(Coordinate labeling data)
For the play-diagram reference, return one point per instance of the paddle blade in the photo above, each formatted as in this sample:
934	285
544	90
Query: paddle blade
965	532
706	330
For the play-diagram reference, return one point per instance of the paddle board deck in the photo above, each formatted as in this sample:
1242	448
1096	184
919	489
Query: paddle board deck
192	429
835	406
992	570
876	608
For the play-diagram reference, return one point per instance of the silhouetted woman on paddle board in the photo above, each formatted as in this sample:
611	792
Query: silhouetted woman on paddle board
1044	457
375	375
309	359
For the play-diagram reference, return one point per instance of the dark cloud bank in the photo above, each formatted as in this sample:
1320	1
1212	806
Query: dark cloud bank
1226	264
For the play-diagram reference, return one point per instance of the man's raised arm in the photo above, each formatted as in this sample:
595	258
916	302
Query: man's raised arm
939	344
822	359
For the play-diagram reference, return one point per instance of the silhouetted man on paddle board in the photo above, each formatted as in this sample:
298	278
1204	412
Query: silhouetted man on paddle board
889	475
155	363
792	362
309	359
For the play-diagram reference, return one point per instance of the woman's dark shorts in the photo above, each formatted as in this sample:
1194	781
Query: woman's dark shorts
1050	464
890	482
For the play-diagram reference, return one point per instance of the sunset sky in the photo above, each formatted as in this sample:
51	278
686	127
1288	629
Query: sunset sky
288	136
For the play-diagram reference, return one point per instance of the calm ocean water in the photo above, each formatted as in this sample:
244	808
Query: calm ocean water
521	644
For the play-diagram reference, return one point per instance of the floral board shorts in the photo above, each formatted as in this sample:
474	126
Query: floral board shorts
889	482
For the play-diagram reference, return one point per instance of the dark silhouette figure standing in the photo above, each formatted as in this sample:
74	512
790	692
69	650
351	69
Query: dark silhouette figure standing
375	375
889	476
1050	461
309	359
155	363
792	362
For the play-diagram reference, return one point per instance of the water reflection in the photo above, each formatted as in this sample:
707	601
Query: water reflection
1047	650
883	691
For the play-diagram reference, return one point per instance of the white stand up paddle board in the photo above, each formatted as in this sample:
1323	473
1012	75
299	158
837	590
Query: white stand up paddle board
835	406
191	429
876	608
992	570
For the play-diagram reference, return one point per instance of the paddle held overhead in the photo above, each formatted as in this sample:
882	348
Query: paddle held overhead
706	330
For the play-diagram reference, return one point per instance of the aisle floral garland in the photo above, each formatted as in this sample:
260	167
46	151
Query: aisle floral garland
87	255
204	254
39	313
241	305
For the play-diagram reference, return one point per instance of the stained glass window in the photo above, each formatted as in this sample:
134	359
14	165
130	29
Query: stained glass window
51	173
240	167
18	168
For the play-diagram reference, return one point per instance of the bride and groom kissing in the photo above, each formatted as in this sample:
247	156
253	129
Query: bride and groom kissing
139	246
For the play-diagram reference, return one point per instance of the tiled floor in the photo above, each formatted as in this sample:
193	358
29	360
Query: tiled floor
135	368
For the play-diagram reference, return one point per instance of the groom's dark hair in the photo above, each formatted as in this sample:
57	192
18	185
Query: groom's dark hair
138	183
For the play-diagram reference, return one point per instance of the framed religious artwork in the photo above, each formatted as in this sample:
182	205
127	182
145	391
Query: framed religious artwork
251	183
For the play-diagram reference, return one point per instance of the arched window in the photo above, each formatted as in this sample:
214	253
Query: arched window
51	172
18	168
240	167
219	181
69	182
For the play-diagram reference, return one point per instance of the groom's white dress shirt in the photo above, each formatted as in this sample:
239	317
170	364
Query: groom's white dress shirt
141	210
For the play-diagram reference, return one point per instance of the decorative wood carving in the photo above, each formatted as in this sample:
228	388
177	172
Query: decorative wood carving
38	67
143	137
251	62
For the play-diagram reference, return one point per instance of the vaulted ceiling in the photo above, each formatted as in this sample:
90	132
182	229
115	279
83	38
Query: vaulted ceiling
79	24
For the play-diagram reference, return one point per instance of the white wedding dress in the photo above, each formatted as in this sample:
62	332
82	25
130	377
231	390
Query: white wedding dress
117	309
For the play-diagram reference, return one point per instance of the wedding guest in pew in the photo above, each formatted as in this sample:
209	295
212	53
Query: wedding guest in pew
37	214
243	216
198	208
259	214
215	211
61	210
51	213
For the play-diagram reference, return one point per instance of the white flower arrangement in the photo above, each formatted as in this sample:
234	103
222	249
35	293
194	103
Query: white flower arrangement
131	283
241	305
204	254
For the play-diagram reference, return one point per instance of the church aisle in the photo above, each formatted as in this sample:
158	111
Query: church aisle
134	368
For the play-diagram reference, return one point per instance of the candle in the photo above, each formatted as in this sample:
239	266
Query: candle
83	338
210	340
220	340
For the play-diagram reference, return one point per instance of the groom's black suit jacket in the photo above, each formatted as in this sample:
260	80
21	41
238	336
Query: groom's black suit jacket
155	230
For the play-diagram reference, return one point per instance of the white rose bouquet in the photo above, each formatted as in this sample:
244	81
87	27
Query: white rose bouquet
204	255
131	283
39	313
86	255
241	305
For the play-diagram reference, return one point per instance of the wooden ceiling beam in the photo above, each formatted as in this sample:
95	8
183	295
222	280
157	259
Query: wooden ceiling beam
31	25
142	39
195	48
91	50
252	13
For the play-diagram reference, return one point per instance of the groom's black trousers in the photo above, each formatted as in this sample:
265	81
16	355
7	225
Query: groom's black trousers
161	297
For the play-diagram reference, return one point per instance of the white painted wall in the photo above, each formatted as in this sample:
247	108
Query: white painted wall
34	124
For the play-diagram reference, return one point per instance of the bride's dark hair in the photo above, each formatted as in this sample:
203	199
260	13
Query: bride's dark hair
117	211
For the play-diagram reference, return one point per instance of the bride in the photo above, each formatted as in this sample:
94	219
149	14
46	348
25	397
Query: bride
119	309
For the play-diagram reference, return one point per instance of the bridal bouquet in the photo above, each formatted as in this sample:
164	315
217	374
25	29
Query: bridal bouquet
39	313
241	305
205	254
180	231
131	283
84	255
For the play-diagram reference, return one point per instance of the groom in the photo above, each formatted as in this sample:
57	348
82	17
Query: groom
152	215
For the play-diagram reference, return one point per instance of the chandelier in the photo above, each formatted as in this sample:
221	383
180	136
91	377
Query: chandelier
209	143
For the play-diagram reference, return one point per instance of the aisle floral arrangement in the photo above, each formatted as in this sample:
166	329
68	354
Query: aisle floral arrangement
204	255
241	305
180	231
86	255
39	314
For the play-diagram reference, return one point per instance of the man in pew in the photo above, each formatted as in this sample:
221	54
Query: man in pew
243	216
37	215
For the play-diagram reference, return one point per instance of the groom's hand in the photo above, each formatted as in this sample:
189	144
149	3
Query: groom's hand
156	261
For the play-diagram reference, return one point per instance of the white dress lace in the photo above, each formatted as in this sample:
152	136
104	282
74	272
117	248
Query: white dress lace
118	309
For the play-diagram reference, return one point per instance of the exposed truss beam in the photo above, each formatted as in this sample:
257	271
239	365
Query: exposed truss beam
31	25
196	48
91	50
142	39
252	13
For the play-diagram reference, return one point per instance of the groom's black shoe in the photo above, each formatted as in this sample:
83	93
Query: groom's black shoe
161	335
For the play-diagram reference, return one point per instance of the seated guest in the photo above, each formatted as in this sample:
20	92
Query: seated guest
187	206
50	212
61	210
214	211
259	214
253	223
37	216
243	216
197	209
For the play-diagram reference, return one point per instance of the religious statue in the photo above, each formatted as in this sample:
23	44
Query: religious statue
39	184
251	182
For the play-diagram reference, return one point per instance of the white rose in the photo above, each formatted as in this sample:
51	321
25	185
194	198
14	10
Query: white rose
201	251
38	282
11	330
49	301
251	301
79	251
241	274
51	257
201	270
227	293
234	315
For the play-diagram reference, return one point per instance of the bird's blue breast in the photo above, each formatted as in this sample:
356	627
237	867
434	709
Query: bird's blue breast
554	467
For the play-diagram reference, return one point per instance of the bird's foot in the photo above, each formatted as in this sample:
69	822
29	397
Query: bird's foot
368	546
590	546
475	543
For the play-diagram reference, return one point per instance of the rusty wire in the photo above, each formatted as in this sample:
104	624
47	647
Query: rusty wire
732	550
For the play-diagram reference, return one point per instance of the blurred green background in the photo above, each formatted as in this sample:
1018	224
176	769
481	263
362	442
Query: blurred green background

=== TASK REQUIREMENTS ===
Reproduce, exactly and with nothing added, the lines from the one that includes "the bird's blue" through the last line of the material.

=== ANSWER TO THE TASK ===
For the play-diagram reference, return one point per instance of the bird's blue breast in the photo above, each formatted as in this sample:
356	627
237	867
434	709
Query: bird's blue breast
554	467
For the play-diagram reference, return one point per instance of the bird's foot in the photo above, each formatted as in this sample:
69	822
29	397
Query: bird's foot
368	546
590	546
475	543
For the play-diagram reference, return one point per instance of the rusty wire in the photo above, each formatted as in this sample:
104	624
47	647
Query: rusty wire
732	550
For the play-diagram reference, return one point per instance of the blurred green background in the photo above, each formatted as in this sample:
1018	224
176	769
481	263
362	442
Query: blurred green background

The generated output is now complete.